_GOAL_
Render all the rows below as a Markdown table with the columns No and Line, giving each line its number and skipping blank lines. Leave the pictures out of the answer.

--- Start DATA RECORDS ---

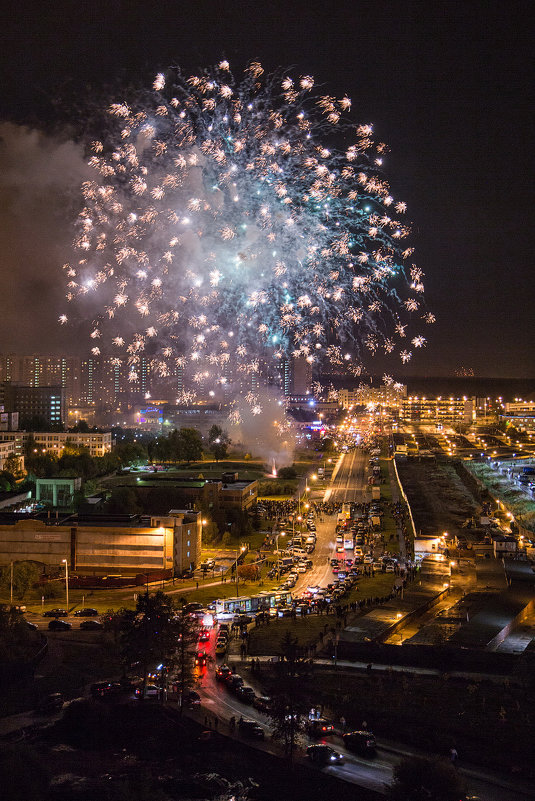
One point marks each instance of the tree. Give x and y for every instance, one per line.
x=248, y=572
x=190, y=445
x=424, y=779
x=156, y=634
x=12, y=465
x=124, y=501
x=287, y=473
x=218, y=442
x=25, y=575
x=288, y=707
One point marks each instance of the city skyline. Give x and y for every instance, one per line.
x=454, y=127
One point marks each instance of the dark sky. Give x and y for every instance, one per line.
x=448, y=85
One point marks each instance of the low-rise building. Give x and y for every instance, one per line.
x=97, y=442
x=438, y=410
x=195, y=493
x=120, y=545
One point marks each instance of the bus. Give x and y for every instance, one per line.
x=228, y=607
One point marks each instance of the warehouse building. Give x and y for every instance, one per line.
x=97, y=545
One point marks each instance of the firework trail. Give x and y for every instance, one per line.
x=225, y=230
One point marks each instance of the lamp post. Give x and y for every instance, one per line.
x=238, y=551
x=283, y=534
x=66, y=582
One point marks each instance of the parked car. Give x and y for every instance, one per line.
x=152, y=691
x=319, y=727
x=360, y=742
x=250, y=728
x=221, y=672
x=105, y=689
x=59, y=625
x=262, y=703
x=55, y=613
x=91, y=625
x=245, y=694
x=233, y=681
x=50, y=703
x=192, y=698
x=322, y=754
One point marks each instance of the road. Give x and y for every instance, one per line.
x=375, y=774
x=350, y=481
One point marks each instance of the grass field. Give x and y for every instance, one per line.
x=267, y=639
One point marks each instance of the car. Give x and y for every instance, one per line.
x=91, y=625
x=49, y=704
x=245, y=694
x=105, y=689
x=151, y=691
x=194, y=606
x=192, y=698
x=319, y=727
x=250, y=728
x=59, y=625
x=360, y=742
x=221, y=672
x=321, y=754
x=262, y=703
x=233, y=681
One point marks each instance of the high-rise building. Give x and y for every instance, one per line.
x=43, y=371
x=46, y=403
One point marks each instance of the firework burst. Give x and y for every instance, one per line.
x=233, y=224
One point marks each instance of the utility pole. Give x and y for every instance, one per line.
x=66, y=582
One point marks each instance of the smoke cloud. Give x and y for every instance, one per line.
x=39, y=185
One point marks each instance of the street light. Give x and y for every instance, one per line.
x=66, y=582
x=283, y=534
x=238, y=551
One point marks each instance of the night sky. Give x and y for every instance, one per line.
x=447, y=85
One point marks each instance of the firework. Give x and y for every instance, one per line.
x=233, y=224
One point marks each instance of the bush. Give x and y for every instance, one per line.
x=287, y=472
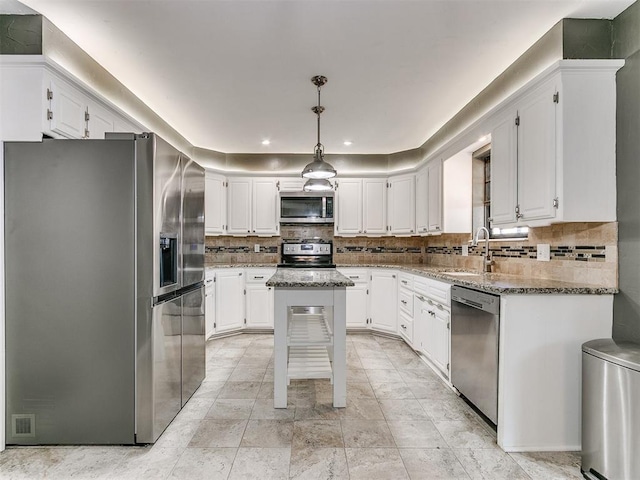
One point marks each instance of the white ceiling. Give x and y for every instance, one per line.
x=229, y=73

--- End DATA RECORDS ---

_RESULT OF THIS EXERCISE_
| No | Line |
|---|---|
| 1 | One point marks each instance of the tree. Give x and y for every instance, one per line. |
| 2 | x=248, y=572 |
| 3 | x=190, y=445 |
| 4 | x=424, y=779 |
| 5 | x=156, y=634 |
| 6 | x=12, y=465 |
| 7 | x=124, y=501 |
| 8 | x=287, y=473 |
| 9 | x=218, y=442 |
| 10 | x=25, y=575 |
| 11 | x=288, y=707 |
| 12 | One point marks each instance of the city skyline. Give x and y for every instance, one per line. |
| 13 | x=454, y=127 |
| 14 | One point marks each instance of the dark sky. Give x and y for every instance, one per line. |
| 15 | x=448, y=85 |
| 16 | One point marks each instance of the low-rise building. Give x and y for every instance, one per line. |
| 17 | x=97, y=442 |
| 18 | x=438, y=410 |
| 19 | x=195, y=493 |
| 20 | x=120, y=545 |
| 21 | One point marks each instance of the bus. Give x and y for every instance, one per line. |
| 22 | x=228, y=607 |
| 23 | One point marks each instance of the warehouse building. Give x and y for every instance, one per line. |
| 24 | x=97, y=545 |
| 25 | One point marks each instance of the firework trail. Give x and y for every instance, one per line. |
| 26 | x=225, y=230 |
| 27 | One point marks each instance of the lamp post. Give x and y for every instance, one per line. |
| 28 | x=238, y=551 |
| 29 | x=283, y=534 |
| 30 | x=66, y=582 |
| 31 | One point marks each instance of the parked car. Give x and y for every instance, one per line. |
| 32 | x=152, y=691 |
| 33 | x=319, y=727 |
| 34 | x=360, y=742 |
| 35 | x=250, y=728 |
| 36 | x=221, y=672 |
| 37 | x=105, y=689 |
| 38 | x=59, y=625 |
| 39 | x=262, y=703 |
| 40 | x=55, y=613 |
| 41 | x=91, y=625 |
| 42 | x=245, y=694 |
| 43 | x=233, y=681 |
| 44 | x=50, y=703 |
| 45 | x=192, y=698 |
| 46 | x=322, y=754 |
| 47 | One point marks each instance of the road. Give x and y for every instance, one per line. |
| 48 | x=375, y=774 |
| 49 | x=350, y=481 |
| 50 | One point marks each instance of the grass field. Give x and y for every instance, one per line. |
| 51 | x=267, y=639 |
| 52 | One point marks each instance of the car. Give x and y for every instance, one per line. |
| 53 | x=91, y=625 |
| 54 | x=49, y=704 |
| 55 | x=245, y=694 |
| 56 | x=105, y=689 |
| 57 | x=151, y=691 |
| 58 | x=194, y=606 |
| 59 | x=192, y=698 |
| 60 | x=319, y=727 |
| 61 | x=250, y=728 |
| 62 | x=59, y=625 |
| 63 | x=360, y=742 |
| 64 | x=221, y=672 |
| 65 | x=321, y=754 |
| 66 | x=262, y=703 |
| 67 | x=233, y=681 |
| 68 | One point marks each instance of the high-rise building. Give x and y for every instance, one per line. |
| 69 | x=43, y=371 |
| 70 | x=46, y=403 |
| 71 | One point marks each instance of the firework burst. Give x and y for every instance, one per line. |
| 72 | x=233, y=224 |
| 73 | One point marks each instance of the utility pole. Give x and y for every instance, one per line. |
| 74 | x=66, y=582 |
| 75 | One point marks each instance of the smoke cloud. Give x and y for every instance, one per line. |
| 76 | x=39, y=185 |
| 77 | One point marks each instance of the street light. Give x and y for every instance, one per line. |
| 78 | x=66, y=582 |
| 79 | x=283, y=534 |
| 80 | x=238, y=551 |
| 81 | One point marks each instance of the night sky. Give x and y for every instance, one per line. |
| 82 | x=447, y=85 |
| 83 | One point marks each instance of the firework. Give x and y for every instance, one per line. |
| 84 | x=233, y=224 |
| 85 | One point marks each instance of the bush. Give x and y for every instance, one per line. |
| 86 | x=287, y=472 |
| 87 | One point marks each instance of the white ceiling. Give x and y for every instance, one per line. |
| 88 | x=229, y=73 |